- _Document extract_:

# CLD Lab 02: App scaling on IaaS
Authors: Kevin Auberson and Léo Zmoos - L2GrR
Date: April 7, 2024
## TASK 1: CREATE A DATABASE USING THE RELATIONAL DATABASE SERVICE (RDS)
> Copy the estimated monthly cost for the database and add it to your report.
RDS Pricing:
- db.t3.micro = $0.017/h
- gp2 storage = $0.115/GB-month
Monthly cost calculation:
- 20Gb gp2 storage = 20 * 0.115 = 2.3$
- db.t3.micro = 24 * 30 * 0.017 = 12.24$
**Total monthly cost = 2.3 + 12.24 = 14.54$**
> Compare the costs of your RDS instance to a continuously running EC2 instance of the same instance type to see how much AWS charges for the extra functionality.
RDS monthly cost = 14.54$
EC2 Pricing:

Instance total cost: 24 * 30 * 0.0104 = 7,488$
GP2 Storage: 0.10$ /GB-Month => total storage cost = 20 * 0.10 = 2$
EC2 total monthly cost = 7,488 + 2 = 9,488$
Difference between RDS and EC2: 14.54 - 9.488 = 5,052$
They charge an extra ~5$ for the extra functionnality.

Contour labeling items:
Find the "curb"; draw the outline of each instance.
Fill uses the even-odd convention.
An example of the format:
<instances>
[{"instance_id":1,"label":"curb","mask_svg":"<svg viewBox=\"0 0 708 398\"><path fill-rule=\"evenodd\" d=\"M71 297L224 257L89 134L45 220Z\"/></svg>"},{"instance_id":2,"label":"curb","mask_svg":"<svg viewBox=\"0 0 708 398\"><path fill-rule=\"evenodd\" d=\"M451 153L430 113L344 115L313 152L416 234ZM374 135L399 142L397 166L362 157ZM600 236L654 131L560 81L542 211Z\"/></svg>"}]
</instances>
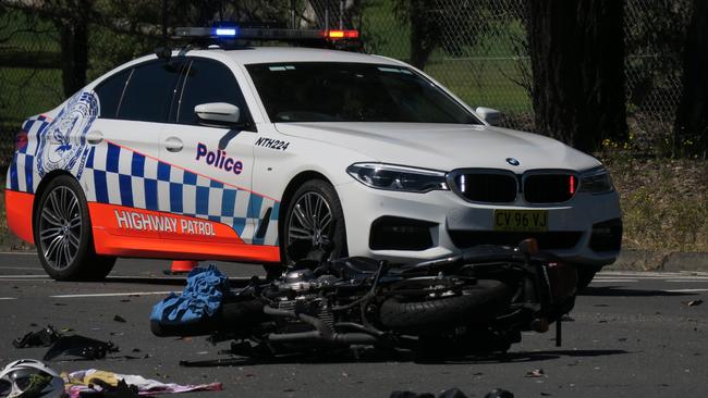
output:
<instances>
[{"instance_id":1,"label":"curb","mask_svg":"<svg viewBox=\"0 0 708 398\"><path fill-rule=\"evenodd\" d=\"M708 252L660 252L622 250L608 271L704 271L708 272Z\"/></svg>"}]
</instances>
* * *
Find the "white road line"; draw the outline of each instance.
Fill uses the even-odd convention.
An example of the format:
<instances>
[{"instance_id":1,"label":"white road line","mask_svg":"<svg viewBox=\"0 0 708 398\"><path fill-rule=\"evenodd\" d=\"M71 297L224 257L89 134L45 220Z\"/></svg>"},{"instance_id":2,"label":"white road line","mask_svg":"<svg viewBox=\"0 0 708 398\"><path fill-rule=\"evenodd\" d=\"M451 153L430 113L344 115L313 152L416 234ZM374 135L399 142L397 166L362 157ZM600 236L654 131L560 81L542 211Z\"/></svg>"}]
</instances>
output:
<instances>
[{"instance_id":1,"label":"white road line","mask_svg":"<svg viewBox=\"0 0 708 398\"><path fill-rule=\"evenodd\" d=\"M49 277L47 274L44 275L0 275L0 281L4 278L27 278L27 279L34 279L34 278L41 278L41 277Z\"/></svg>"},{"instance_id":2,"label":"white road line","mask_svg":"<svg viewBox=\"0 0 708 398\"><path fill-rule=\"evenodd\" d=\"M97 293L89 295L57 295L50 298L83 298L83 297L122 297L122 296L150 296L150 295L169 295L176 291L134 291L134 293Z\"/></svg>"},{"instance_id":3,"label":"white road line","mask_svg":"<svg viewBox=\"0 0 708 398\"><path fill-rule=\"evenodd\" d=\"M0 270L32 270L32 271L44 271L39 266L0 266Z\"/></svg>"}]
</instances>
...
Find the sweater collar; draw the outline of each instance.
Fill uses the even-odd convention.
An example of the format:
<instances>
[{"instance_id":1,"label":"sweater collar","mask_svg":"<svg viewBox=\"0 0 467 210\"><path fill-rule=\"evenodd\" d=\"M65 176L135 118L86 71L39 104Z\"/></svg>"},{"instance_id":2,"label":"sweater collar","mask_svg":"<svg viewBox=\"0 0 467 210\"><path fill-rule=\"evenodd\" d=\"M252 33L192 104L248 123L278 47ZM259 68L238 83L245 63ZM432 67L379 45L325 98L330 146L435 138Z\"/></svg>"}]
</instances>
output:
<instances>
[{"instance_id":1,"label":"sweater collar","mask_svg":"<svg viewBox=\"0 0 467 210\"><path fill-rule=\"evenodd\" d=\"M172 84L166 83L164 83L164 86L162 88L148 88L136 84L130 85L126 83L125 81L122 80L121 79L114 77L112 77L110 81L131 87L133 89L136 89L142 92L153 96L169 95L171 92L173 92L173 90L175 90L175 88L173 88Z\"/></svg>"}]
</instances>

- _Problem_:
Please carry on the lab report on app scaling on IaaS, starting right after its final sentence.

- _Expected answer_:
> In a two-tier architecture the web application and the database are kept separate and run on different hosts. Imagine that for the second tier instead of using RDS to store the data you would create a virtual machine in EC2 and install and run yourself a database on it. If you were the Head of IT of a medium-size business, how would you argue in favor of using a database as a service instead of running your own database on an EC2 instance? How would you argue against it?
#### Arguments in favor of RDS:
RDS provides automatic backups and encryption, taking full responsibility for the
database's configuration, management, maintenance, and security through AWS
automation. This enables users to configure read replicas or set up synchronous
replication across multiple AZs for improved performance and availability. While
deploying a database in multiple AZs with multiple standbys can be time-consuming, it
can be a huge time saver with RDS. However, time is money, and this solution is more
expensive.
#### Arguments in favor of EC2 with DB engine
It gives more flexibility and granularity on various aspects of the system. For instance,users can choose a specific OS running a specific version, or they could use EBS RAID and stripping configurations for higher performance. EC2 would be the only solution if a user wants to run a DB engine in an older unsupported version, or if data access time and bandwidth are critical. It could also be a cheaper choice for test/dev DB environments that do not need to be in production.
In conclusion, the decision between RDS and EC2 with a DB engine heavily depends on
the required flexibility of the database, the nature of the data stored, and the
performance needed for the application.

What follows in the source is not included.